**指令 1:** 在這段談石油美元的原文中,講者過去長期撰寫中東問題時,認為石油美元的終結是怎樣的過程?
**指令 2:** 請從最後一句之後接著寫下去,延續這段談石油美元與新冠肺炎影響的原文。

**原文段落:**

這也是另外一波對美國的不信任嗎?對,可以這麼講,因為以前的沙烏地阿拉伯在油價上它還是被美國支配的,對,有關於這件事情,有一些評論員談到的有關於這個所謂的石油美元這件事情,有些人說這是石油美元開始崩潰的開始,就是 the beginning of the end 就是它結束的開始,孫老師您對這種說法有什麼反應沒有?其實我今天早上還看到了一個新訊息說這一次的沙烏地阿拉伯的石油價格的猛跌就減產之類的,其實是中國在幕後的一個操作,當然這種說法我不完全同意,因為我們看不到證據,但是如果從整體上來講石油價格降低對誰最有利呢,當然是對中國最有利,從某個角度上來講。

那麼至於石油美元的終結,我過去長期在寫中東的問題的時候,我覺得其實石油美元的終結其實是一個緩慢的過程,這個過程會在什麼時候看到結果,我不知道,我當時是這麼認為。可是近來,尤其這一次的新冠肺炎疫情系列之後,我感覺到它來得很快,為什麼?

因為我們都知道最近的中東的局勢是,美國第一從阿富汗撤軍,第二在美國在敘利亞基本上也待不住了,那麼至於當然伊朗很可憐,伊朗這一次的疫情受到很大的傷害,但是整體上來講美國在中東的力量其實是等於完全是給俄國接收了。那麼在這個接收的過程裡面所有的經濟活動,其實是中國很重要的角色的,那麼在這樣的情況裡面,你要看到土耳其也好,俄羅斯也好,伊朗也好,甚至伊拉克,他們都基本上要跟中國,用中國人民幣來結算石油,所以我過去常常講石油美元的結束它是一個緩慢的過程,因為你還看不到結果,可是如果以這一次的狀況來看的話,假設歐洲也挺不住這一次的新冠肺炎,那麼再加上美國不允許北溪1 2號,然後從伊朗這邊通到德國,然後德國也因為肺炎的問題,也因為石油的問題,那麼沒有辦法支撐下去,那到最後跟美國一定會崩了,崩了以後如果說再去購買便宜的石油,那麼是用中國人民幣來結算的國家會不會越來越多。

因為學歷史的,我沒有證據我不敢說,但是我認為這個速度比我想像中的快很多。我們基本上可以把這種快速的改變也歸在今天我們所談到的新冠肺炎對世界的影響的框架之下。當然我覺得新冠肺炎剛剛發生的時候,很早那個大概是今年年初,我就看過一篇文章說因為新冠肺炎的發生會給中國未來帶來的巨大變化,它其實就提出了好幾點,包括中國的整個的治理體系的,這個汰舊換新或醫療體系的重建諸如此類的,我當時就覺得這個作者本身的焦點是蠻前進的。

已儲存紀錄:
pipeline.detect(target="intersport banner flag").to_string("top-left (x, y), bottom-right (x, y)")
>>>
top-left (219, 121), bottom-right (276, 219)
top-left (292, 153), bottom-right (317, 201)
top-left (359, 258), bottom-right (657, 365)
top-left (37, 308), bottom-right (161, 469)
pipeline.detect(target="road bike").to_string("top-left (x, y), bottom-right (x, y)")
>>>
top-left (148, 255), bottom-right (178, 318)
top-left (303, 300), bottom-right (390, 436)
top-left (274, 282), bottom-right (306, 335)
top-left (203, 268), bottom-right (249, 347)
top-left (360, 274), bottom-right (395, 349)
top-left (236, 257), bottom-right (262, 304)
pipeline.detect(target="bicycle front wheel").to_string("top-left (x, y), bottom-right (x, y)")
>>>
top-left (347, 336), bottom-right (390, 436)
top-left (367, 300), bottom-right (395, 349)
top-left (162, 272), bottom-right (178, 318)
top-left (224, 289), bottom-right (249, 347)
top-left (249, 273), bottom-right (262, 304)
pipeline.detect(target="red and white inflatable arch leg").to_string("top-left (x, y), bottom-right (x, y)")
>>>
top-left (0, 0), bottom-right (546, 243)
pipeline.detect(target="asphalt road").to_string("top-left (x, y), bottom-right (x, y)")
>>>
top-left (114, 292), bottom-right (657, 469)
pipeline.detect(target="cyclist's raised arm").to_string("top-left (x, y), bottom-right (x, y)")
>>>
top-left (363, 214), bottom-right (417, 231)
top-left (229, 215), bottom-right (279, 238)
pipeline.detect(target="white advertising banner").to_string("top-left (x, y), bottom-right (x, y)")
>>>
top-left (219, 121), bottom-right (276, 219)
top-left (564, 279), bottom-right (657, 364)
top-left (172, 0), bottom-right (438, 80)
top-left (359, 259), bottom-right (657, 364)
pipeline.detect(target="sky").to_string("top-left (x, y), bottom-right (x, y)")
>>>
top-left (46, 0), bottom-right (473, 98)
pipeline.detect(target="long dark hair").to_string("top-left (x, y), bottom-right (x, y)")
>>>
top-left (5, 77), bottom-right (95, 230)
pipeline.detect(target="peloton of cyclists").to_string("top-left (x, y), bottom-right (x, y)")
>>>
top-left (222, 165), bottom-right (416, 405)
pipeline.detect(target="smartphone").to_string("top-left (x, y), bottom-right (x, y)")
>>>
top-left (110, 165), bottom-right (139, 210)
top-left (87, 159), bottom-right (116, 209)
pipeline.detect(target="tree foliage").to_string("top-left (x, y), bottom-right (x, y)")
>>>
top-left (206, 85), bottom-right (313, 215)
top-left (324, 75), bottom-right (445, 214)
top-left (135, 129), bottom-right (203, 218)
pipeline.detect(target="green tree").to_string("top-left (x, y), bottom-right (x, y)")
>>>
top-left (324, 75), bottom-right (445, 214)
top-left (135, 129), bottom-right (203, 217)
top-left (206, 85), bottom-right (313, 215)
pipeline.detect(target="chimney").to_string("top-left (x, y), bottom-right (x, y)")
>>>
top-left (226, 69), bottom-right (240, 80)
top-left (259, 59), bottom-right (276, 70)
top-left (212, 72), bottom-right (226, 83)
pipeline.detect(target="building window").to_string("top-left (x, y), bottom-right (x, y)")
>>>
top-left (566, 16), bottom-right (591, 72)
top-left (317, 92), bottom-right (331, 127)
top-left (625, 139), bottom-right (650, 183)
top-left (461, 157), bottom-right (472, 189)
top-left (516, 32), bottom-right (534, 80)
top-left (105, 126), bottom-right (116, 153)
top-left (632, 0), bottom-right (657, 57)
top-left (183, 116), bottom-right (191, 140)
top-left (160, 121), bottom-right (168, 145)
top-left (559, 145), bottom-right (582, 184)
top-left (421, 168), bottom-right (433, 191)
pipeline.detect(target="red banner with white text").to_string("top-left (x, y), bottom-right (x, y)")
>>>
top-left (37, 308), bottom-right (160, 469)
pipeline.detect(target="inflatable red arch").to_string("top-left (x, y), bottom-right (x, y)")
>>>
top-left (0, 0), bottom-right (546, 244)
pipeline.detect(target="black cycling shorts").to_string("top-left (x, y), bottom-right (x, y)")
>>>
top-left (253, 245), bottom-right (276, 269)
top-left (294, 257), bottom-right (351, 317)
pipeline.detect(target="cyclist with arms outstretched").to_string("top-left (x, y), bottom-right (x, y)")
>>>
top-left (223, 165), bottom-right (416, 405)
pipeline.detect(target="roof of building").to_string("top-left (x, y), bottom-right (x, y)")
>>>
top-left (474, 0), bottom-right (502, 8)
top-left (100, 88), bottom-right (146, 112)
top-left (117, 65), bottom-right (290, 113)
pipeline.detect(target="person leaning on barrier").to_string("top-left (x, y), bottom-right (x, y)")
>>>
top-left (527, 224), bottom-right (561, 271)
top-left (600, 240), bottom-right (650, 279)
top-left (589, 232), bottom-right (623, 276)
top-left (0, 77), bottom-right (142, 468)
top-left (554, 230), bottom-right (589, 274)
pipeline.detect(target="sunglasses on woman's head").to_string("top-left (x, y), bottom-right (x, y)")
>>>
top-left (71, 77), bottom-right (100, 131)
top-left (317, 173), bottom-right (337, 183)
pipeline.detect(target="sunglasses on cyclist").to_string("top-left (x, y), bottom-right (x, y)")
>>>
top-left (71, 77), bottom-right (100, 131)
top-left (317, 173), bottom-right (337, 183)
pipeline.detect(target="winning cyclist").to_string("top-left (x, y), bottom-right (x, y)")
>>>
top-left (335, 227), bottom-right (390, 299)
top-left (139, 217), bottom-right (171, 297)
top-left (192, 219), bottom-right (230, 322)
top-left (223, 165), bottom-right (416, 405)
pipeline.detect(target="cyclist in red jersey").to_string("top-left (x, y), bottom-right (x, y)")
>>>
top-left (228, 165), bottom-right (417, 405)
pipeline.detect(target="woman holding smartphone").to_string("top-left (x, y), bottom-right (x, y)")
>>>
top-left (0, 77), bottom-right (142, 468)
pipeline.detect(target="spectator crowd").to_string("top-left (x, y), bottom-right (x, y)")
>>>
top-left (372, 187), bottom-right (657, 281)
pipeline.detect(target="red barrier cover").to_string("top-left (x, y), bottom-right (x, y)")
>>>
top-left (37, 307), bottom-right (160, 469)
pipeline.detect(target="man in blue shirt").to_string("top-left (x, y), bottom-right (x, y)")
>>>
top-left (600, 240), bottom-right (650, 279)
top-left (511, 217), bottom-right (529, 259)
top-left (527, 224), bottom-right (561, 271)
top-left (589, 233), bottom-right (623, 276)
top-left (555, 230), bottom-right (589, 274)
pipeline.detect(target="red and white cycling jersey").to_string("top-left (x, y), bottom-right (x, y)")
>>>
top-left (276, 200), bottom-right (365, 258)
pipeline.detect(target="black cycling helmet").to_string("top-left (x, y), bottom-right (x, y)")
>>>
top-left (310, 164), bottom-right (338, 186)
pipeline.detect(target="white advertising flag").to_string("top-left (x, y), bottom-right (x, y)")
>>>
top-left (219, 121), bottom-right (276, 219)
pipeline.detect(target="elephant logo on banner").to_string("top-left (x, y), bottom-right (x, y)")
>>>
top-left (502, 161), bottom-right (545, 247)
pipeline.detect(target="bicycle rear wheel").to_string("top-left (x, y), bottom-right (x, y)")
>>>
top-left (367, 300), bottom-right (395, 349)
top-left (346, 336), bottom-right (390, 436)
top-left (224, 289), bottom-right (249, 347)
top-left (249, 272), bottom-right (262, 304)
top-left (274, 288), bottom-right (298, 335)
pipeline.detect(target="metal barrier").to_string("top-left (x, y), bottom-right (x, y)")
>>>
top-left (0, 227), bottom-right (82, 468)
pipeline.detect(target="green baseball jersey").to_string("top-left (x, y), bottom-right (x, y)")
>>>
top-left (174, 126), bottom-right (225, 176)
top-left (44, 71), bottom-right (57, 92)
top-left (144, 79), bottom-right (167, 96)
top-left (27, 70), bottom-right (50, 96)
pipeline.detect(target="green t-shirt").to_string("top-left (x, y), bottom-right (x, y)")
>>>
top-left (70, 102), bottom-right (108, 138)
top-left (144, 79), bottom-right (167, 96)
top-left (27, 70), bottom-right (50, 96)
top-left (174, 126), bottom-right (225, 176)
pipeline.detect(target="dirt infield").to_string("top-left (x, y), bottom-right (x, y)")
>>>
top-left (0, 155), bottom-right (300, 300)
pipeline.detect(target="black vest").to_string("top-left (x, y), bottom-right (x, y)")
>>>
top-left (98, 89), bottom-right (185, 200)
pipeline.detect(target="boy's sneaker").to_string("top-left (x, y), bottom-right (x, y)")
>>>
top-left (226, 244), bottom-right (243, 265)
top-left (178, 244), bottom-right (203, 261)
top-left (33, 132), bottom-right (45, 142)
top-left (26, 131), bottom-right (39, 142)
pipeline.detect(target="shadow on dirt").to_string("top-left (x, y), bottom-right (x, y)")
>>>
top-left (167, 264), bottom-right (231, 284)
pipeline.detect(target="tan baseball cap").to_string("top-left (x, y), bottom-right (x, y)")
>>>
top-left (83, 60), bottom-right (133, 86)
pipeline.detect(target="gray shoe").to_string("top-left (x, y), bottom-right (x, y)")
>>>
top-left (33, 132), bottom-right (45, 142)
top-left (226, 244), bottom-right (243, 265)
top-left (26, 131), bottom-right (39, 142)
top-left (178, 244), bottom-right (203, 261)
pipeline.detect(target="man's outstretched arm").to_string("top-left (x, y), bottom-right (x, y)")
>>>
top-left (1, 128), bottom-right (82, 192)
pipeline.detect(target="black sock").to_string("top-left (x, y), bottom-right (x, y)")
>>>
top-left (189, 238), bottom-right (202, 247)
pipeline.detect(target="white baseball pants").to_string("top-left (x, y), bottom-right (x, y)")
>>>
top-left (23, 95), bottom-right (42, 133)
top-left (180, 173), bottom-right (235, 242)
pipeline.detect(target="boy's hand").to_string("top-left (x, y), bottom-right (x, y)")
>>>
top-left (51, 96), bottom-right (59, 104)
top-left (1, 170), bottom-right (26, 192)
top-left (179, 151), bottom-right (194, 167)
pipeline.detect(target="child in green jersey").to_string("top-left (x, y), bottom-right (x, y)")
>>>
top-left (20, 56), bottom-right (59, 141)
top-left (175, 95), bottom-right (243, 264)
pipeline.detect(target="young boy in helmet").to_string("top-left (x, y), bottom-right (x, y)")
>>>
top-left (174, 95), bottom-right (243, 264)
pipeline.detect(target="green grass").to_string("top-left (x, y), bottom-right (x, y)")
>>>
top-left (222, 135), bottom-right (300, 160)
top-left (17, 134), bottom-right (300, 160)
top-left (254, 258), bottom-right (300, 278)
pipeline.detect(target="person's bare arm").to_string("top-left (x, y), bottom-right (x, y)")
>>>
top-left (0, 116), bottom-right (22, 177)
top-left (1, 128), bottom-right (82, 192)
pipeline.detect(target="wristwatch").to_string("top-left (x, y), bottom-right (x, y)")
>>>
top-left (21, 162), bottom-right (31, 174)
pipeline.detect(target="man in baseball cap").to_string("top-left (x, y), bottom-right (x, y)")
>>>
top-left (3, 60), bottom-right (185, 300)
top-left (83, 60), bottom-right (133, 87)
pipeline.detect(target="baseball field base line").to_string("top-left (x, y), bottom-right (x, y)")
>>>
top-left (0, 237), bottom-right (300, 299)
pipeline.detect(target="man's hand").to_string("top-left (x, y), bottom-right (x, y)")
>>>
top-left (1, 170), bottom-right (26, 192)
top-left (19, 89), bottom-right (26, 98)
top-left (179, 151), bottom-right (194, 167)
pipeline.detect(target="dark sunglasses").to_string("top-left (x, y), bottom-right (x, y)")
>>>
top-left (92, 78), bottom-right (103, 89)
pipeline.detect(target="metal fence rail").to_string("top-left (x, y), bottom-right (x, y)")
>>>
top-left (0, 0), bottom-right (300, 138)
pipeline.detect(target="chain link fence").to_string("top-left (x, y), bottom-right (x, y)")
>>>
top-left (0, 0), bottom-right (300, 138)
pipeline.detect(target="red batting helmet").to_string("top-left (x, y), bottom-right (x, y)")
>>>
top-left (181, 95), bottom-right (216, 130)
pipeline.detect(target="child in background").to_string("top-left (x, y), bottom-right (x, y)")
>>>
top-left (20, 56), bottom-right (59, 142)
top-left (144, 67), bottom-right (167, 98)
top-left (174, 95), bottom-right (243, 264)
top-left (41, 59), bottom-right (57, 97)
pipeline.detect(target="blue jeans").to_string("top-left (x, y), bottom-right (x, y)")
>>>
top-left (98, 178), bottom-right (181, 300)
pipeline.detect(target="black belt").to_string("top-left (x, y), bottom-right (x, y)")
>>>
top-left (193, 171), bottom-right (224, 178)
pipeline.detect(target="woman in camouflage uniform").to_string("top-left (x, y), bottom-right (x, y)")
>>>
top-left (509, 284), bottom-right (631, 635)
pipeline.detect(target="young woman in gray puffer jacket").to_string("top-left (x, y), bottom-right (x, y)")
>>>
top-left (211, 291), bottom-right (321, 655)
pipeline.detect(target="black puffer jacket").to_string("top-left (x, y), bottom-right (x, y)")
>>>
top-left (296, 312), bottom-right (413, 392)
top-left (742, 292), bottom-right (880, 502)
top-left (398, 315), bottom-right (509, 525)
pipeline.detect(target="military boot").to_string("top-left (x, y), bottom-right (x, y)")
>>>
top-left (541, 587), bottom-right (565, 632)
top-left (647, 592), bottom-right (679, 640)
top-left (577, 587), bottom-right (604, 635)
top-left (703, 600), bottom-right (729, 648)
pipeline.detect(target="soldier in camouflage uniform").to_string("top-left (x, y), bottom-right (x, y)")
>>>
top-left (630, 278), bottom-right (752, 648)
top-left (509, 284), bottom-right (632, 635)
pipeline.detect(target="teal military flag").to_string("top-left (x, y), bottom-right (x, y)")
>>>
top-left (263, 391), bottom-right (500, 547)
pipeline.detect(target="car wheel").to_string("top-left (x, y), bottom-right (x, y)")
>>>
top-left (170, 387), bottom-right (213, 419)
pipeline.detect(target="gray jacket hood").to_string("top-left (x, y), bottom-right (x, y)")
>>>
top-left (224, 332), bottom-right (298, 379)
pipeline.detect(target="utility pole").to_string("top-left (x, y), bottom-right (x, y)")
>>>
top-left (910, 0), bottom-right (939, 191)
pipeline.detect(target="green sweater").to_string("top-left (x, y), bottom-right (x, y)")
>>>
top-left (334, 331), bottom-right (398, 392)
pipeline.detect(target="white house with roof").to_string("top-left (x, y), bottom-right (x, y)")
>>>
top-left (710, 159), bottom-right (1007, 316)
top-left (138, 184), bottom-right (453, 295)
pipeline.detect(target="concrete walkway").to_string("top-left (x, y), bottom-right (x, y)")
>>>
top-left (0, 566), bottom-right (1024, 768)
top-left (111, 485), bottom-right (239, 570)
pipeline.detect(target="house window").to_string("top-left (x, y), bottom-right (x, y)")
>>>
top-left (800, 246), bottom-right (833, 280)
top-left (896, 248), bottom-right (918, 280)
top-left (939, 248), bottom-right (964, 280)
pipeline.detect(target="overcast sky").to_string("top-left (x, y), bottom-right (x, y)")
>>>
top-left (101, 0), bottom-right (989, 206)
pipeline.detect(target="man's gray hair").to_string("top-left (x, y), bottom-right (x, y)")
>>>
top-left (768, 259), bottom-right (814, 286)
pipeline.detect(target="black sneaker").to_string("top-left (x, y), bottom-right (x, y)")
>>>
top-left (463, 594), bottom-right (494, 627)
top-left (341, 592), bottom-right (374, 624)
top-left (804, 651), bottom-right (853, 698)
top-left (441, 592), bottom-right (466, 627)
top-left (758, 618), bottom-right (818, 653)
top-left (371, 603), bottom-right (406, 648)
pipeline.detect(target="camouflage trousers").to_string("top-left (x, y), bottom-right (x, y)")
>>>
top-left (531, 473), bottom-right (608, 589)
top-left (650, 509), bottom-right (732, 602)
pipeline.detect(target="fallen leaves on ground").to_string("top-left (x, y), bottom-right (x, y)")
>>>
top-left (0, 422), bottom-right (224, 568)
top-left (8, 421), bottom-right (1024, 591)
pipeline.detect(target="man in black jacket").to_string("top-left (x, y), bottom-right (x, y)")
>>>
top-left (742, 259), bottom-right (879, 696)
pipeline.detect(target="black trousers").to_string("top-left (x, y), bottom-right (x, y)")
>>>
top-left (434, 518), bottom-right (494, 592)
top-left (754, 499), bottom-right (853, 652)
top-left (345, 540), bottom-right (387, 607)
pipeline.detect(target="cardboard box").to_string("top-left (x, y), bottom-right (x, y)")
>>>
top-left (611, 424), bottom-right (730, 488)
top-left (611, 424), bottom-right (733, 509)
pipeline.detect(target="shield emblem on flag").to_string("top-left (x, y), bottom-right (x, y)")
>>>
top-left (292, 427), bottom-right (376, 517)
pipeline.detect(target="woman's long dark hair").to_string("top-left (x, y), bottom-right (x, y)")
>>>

**回答 1:** 一個緩慢的過程。

**回答 2:**
那麼因為我沒有長期住在大陸,所以我不敢講他講的有多對,但是我把它當成一個參考 。可是以我自己對於中國的發展來講,或者是說我對於今天習主席的這個志向來講,他的企圖要想讓中國偉大復興這個角度上來看的話,我覺得這是一個可能性的或者是說可能性蠻大的一種發展。如果說這是一個可能性的發展,中國人的戰略布局絕對不是只是一個面向,他不像美國人,他們一直罵你,然後其實你看不出他有其他怎麼更高明的策略,但中國人其實是不太說話的,但是他做的要比說得多。我覺得如果以我目前所理解的,我覺得中國在您剛剛講的石油美元的這樣子的規劃,當然其實這就是一個金融布局 ,包括股市,包括整個中國的所謂的工業的復產,因為今天中國如果它能夠有效的不讓外界的疫情傳入到內地的話,它其實復產會非常快,而且他會馬上的掌控,因為現在很多國家根本沒辦法生產,也不能生產,只有中國行,所以他的石油美元的定價權的崩潰 會更快,這是我真的有這樣的一個看法,但是我還是願意保守的說我們再觀察一些時間 ,走一步看一步, 勢頭是好的,這個勢頭就中國人來講是好的,就全世界的人民來講都是好的。

因為假設中日韓的貿易協定 RCEP簽訂之後有效的執行了,其實亞洲就已經變成是一個大的內部的一個自由貿易區了,所以張維維教授在前兩天已經提出了一個新觀念,亞洲的崛起,這不是沒有理由的,如果亞洲的崛起是由大陸的一流的智庫所提出來的,它其實一定有背後看到的東西,那麼崛起是什麼,第一個是軍力,第二個是金融力,第三個就是所謂的其他各方面的社會人心的凝聚力。

那麼如果從這個角度上來講,我可以很坦白的講,我們的軍力至少自保或是抵禦外患是沒有問題的,那麼金融力,如果能夠達到石油美元的話那還有那其他的是什麼問題呢?當然是亞洲的崛起,更不用說亞洲的生產力是佔全世界的幾乎是一半,如果亞洲的自由貿易區建立起來的時候我根本不要你美國的東西,我不要你歐洲的東西,他們再經過疫情的發展,今年一整年都不會好日子過,那不就完了就下去了嘛。

所以從這個角度上來講是無可質疑的。談了很多一個鐘頭的時間,我有一個小小的要求 ,孫老師能不能為您今天的各方面的探討跟談話給我們做一個小小的結論。好的,新冠肺炎對中國來講是一個很大的挑戰,但是這個挑戰一旦克服了對中國來講它是一個新機遇的開始。新冠肺炎對全世界或者是全人類來講都是一個挑戰,但是今天我們非常第一,是憂心的,很擔心就像這個韓國大學教授所講的,可能有百分之四十到七十的人 會得到新冠肺炎,如果是這樣子的話,那麼這麼多的人,中國人站在一個民胞物與的角度 ,我們要怎麼樣子去幫助他們,這個是我第一個是擔心。第二個是也關心的,第三個呢 ,我比較願意站在一個旁觀者,就像美國人總是站在一個旁觀者來罵中國,但是我不想用罵的,我是想用一個關心的、冷靜者來看待,就說我想看看西方,整體的西方,包括 法國、德國、義大利,當然是包括美國,他們是怎麼處理新冠肺炎,還有未來的世界的局勢的走向是我未來很關心的部分 。